- [BACAAN]:
━━━━━━
KABARBURSA.COM – Penasihat Center of Sharia Economic Development (CSED) Institute for Development of Economics and Finance (Indef), Abdul Hakam Naja, menilai Indonesia masih tertinggal jauh dalam pengembangan ekonomi syariah dibandingkan negara tetangga, Malaysia.
Dalam sebuah diskusi yang digelar oleh Indef, Hakam mengungkapkan bahwa meskipun Indonesia memiliki potensi besar, namun sejumlah tantangan harus segera diatasi untuk bisa mengejar ketertinggalan tersebut.
Menurut Hakam, dalam laporan State of the Global Islamic Economy 2023, Indonesia berada di peringkat ketiga setelah Saudi Arabia dan Malaysia, meskipun Indonesia memiliki jumlah UMKM yang sangat besar, mencapai 99 persen dari total usaha.
“Jika kita ingin mengejar ketertinggalan ini, kita harus lebih serius dan fokus mengembangkan ekonomi syariah, terutama dalam sektor UMKM yang menjadi pilar ekonomi kita,” ujar Hakam dalam acara diskusi tentang outlook ekonomi syariah 2025 di Jakarta, Minggu, 29 Desember 2024.
━━━━━━
- [DAFTAR TUGAS]:
**A)** Apa terjemahan bahasa Inggris untuk kalimat "Dalam sebuah diskusi yang digelar oleh Indef, Hakam mengungkapkan bahwa meskipun Indonesia memiliki potensi besar, namun sejumlah tantangan harus segera diatasi untuk bisa mengejar ketertinggalan tersebut." dari bacaan tentang ekonomi syariah?
**B)** Negara apa saja yang disebut dalam bacaan tentang ekonomi syariah?
**C)** Tulis kembali bacaan tentang ekonomi syariah mulai dari "Dalam sebuah diskusi" sampai dengan "dari total usaha.", dan ganti "UMKM" dengan "usaha mikro, kecil, dan menengah".
Baris-baris sesudah bacaan ini diambil dari sumber lain.

- [BAHAN TERKUMPUL]:
━━━━━━
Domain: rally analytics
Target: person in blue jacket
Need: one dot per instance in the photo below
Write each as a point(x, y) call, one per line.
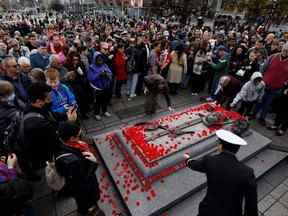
━━━━━━
- [JAWABAN]:
**A)** In a discussion held by Indef, Hakam stated that although Indonesia has great potential, a number of challenges must be addressed immediately in order to catch up.

**B)** Indonesia, Malaysia, Saudi Arabia

**C)**
Dalam sebuah diskusi yang digelar oleh Indef, Hakam mengungkapkan bahwa meskipun Indonesia memiliki potensi besar, namun sejumlah tantangan harus segera diatasi untuk bisa mengejar ketertinggalan tersebut.
Menurut Hakam, dalam laporan State of the Global Islamic Economy 2023, Indonesia berada di peringkat ketiga setelah Saudi Arabia dan Malaysia, meskipun Indonesia memiliki jumlah usaha mikro, kecil, dan menengah yang sangat besar, mencapai 99 persen dari total usaha.